→ **Work item**: Do these statements agree with the book review? Answer yes or no for each, quoting the deciding words from the review. 1. Murder of Crows is the second novel in The Others series. 2. The reviewer finds long internal ramblings in the book. 3. The book's release date is March 4, 2014.

→ **Text block**:
=-=-=-=-=

Murder of Crows by Anne Bishop
|Book Name:||Murder of Crows|
|Formatt:||Hardcover / Audiobook / eBook|
|Release Date:||March 4, 2014|
After waiting with bated breath for a highly anticipated sequel, there is always a twinge of fear when I actually hold it in my hands. Will it live up to the hype and make the wait for the next installment just as excruciating, or will it disappoint with weakened characters or a long-drawn-out plot line in order to extend the series?
Thankfully, Murder of Crows, the second novel in The Others series by Anne Bishop is even better than the first. I am continually amazed by how her writing is so descriptive and yet so succinct. There are no wasted words, no fluff (although there are some “exploding fluffballs” that prove to be rather amusing) or long internal ramblings. I was constantly vacillating between eagerly waiting to see what would happen next and peeking through my fingers, so to speak, afraid to see what dark twist the plot would take. This was storytelling at its best.

=-=-=-=-=

Source data:
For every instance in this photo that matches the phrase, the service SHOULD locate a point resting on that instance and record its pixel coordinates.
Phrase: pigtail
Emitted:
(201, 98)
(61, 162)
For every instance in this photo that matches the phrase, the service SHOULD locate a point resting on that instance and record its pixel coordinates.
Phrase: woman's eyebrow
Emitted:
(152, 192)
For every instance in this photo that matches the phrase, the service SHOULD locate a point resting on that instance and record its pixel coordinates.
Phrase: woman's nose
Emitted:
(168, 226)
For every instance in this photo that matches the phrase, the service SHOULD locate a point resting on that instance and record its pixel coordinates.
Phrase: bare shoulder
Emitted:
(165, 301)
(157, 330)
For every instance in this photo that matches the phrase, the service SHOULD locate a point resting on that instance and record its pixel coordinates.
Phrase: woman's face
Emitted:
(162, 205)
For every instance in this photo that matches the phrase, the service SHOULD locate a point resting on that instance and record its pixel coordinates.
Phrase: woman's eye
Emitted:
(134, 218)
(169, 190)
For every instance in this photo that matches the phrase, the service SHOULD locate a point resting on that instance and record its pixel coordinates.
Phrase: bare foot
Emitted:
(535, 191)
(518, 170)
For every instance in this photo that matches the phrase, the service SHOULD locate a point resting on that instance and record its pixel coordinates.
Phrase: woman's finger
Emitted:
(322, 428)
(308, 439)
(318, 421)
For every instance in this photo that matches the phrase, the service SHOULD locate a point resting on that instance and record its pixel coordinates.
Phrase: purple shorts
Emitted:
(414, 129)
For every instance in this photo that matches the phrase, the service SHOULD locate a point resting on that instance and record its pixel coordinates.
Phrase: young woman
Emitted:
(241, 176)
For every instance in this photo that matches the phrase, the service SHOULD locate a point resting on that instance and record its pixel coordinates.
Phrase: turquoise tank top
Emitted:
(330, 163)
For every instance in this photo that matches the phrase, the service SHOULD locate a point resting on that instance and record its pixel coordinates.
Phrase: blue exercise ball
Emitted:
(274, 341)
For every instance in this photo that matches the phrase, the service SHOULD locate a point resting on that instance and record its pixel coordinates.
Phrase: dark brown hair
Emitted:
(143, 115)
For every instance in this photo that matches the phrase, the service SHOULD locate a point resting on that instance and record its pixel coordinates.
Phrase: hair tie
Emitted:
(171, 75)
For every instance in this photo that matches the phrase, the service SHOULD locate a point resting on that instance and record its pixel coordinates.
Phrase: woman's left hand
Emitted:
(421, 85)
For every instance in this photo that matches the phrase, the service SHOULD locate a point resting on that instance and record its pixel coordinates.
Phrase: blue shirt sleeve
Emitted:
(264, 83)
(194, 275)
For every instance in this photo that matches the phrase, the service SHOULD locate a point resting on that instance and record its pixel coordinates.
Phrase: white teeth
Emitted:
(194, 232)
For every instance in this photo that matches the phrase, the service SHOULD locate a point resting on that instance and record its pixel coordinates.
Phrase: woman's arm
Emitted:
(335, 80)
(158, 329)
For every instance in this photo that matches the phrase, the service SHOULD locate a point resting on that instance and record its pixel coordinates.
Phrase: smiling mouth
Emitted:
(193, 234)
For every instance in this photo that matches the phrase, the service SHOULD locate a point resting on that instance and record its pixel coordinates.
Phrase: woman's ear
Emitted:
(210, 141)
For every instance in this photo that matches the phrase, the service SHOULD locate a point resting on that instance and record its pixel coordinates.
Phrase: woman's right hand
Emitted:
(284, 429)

=-=-=-=-=

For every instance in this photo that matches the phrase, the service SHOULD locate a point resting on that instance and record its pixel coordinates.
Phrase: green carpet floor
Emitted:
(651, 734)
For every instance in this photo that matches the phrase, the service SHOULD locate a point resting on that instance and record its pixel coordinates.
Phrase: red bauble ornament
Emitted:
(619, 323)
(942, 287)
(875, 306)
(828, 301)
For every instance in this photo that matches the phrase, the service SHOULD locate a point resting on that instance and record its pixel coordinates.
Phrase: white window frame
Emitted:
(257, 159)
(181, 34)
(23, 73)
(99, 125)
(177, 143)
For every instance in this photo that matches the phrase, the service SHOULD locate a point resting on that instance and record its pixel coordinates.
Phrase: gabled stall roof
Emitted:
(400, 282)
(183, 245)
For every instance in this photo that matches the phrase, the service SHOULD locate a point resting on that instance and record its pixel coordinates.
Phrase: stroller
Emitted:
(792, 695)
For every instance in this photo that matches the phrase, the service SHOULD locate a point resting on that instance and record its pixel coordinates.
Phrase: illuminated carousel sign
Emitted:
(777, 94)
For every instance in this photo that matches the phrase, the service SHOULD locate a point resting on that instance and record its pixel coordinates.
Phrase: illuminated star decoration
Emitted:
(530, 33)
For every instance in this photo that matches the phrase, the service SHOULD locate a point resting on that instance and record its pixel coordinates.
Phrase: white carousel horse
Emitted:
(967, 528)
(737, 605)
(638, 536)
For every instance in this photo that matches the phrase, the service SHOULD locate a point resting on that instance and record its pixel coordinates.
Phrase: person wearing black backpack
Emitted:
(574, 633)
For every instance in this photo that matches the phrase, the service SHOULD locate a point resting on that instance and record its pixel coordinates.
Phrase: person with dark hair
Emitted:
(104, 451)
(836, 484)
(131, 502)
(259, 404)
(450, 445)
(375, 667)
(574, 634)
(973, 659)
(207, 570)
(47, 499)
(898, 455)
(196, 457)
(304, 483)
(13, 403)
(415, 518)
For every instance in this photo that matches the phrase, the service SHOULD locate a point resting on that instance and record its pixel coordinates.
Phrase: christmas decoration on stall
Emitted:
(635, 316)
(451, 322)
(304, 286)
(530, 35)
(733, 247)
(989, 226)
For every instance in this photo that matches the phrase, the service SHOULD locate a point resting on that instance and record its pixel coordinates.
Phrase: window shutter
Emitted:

=-=-=-=-=

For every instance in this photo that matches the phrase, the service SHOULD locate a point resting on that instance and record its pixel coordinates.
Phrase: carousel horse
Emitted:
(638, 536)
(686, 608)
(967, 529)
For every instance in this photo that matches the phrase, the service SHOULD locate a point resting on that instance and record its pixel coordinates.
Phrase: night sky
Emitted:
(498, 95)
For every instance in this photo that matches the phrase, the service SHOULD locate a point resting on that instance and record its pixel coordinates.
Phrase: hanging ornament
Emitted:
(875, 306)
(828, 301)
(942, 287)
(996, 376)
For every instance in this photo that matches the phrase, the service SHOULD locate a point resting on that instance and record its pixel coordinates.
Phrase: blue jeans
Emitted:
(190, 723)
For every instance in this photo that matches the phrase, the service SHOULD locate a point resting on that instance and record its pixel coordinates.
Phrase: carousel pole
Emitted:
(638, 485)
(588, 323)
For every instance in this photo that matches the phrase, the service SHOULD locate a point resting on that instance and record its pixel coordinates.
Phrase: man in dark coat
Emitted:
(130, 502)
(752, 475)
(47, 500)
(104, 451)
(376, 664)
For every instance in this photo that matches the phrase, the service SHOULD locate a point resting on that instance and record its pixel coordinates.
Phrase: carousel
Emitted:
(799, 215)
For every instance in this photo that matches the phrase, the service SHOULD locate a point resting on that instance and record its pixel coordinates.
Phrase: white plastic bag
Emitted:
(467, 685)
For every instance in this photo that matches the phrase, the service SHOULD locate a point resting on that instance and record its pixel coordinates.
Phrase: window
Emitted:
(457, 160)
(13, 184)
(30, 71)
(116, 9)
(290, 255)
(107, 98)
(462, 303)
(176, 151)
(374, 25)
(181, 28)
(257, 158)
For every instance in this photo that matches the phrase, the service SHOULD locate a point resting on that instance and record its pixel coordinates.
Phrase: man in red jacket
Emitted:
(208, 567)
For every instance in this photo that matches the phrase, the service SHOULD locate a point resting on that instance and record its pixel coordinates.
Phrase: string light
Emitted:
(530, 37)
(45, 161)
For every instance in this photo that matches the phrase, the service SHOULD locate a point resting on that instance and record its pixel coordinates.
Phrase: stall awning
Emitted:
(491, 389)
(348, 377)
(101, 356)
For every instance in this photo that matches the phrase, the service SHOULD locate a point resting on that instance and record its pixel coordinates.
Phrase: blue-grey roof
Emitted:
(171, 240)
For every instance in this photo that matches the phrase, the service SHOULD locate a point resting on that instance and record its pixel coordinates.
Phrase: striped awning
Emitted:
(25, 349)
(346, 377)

=-=-=-=-=

→ **Exercise output**:
1. Yes: "the second novel in The Others series by Anne Bishop"
2. No: "There are no wasted words, no fluff (although there are some “exploding fluffballs” that prove to be rather amusing) or long internal ramblings."
3. Yes: "Release Date:||March 4, 2014"